SELECTED EXTRACT>
╔══
# Star Wars Empire at war forces of corruption problem please help



## wiz kid (Feb 19, 2010)

i have the official iso game for star wars empire at war..so i decided to download the expansion Star wars EAW forces of corruption. so i installed it without a problem but went i try to play the game there is no sound and if i try to setup the sound in the options section it is disabled and cannot be accessed and i tried to play to play a skirmish battle in about 2mins it just exits the game and goes straight to the desktop


----------



## wiz kid (Feb 19, 2010)

I have a laptop with a PA3290U-3ACA Toshiba 120W Global AC Adapter 5mm tip
PA3535U-1BRS Toshiba Primary Extended Capacity Li ION Battery Pack (9 cell-6000mAh) what does my PSU have to do with the sound ? this is the only game i have the sound problem with i have PES 2010 no sound prob FIFA 2010 no sound prob only this game has this prob


----------



## wizard. (Jan 23, 2010)

Please ignore The77s he is spamming the forums with that phrase.
╚══
DATA FOR REVIEW>
╔══
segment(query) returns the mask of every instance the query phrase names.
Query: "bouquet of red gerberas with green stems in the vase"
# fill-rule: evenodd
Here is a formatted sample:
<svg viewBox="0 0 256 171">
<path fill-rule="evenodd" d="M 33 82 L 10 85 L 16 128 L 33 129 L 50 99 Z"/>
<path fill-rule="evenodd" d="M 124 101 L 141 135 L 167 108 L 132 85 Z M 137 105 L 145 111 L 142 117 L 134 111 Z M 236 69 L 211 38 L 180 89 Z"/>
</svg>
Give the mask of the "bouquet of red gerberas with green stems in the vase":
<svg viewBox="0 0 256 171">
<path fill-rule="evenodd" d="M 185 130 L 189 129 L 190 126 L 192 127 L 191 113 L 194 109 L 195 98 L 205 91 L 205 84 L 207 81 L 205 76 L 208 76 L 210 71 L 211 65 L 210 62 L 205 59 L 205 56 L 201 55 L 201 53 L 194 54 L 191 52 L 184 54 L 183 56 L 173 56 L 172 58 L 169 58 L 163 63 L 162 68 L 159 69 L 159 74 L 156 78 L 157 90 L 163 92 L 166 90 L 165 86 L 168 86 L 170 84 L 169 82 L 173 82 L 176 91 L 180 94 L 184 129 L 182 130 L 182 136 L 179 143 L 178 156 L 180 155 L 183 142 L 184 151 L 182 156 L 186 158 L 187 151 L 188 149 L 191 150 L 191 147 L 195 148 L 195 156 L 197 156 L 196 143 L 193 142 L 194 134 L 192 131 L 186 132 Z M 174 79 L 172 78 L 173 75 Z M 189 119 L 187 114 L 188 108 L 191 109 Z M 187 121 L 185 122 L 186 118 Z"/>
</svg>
╚══
EXERCISES>
[1] Duplicate the passage of the Forces of Corruption forum thread starting at "I have a laptop" and ending at "with that phrase.".
[2] Pick up the Forces of Corruption forum thread and continue it from its final line.

ANSWERS TO THIS EXERCISE>
[1]
I have a laptop with a PA3290U-3ACA Toshiba 120W Global AC Adapter 5mm tip
PA3535U-1BRS Toshiba Primary Extended Capacity Li ION Battery Pack (9 cell-6000mAh) what does my PSU have to do with the sound ? this is the only game i have the sound problem with i have PES 2010 no sound prob FIFA 2010 no sound prob only this game has this prob


----------



## wizard. (Jan 23, 2010)

Please ignore The77s he is spamming the forums with that phrase.

[2]
Hello wiz kid!
I believe it is your sound driver, Have you tried re-installing it?
if not, go to Start>Search>Device Manager> Click on Device Manager> Go under Sound, Video and Game Controllers and uninstall the sound card by right clicking and selecting "Uninstall"


----------



## wiz kid (Feb 19, 2010)

ok thanx but try is this the only game im having this prob with ?


----------



## wizard. (Jan 23, 2010)

Oh i see. 
Well here are some steps to try:
Update all drivers, ex. Sound drivers, video drivers.
If you have any mods installed, remove them.
Update the game (make sure it is COMPLETELY updated)
re-install the game and the patches/updates.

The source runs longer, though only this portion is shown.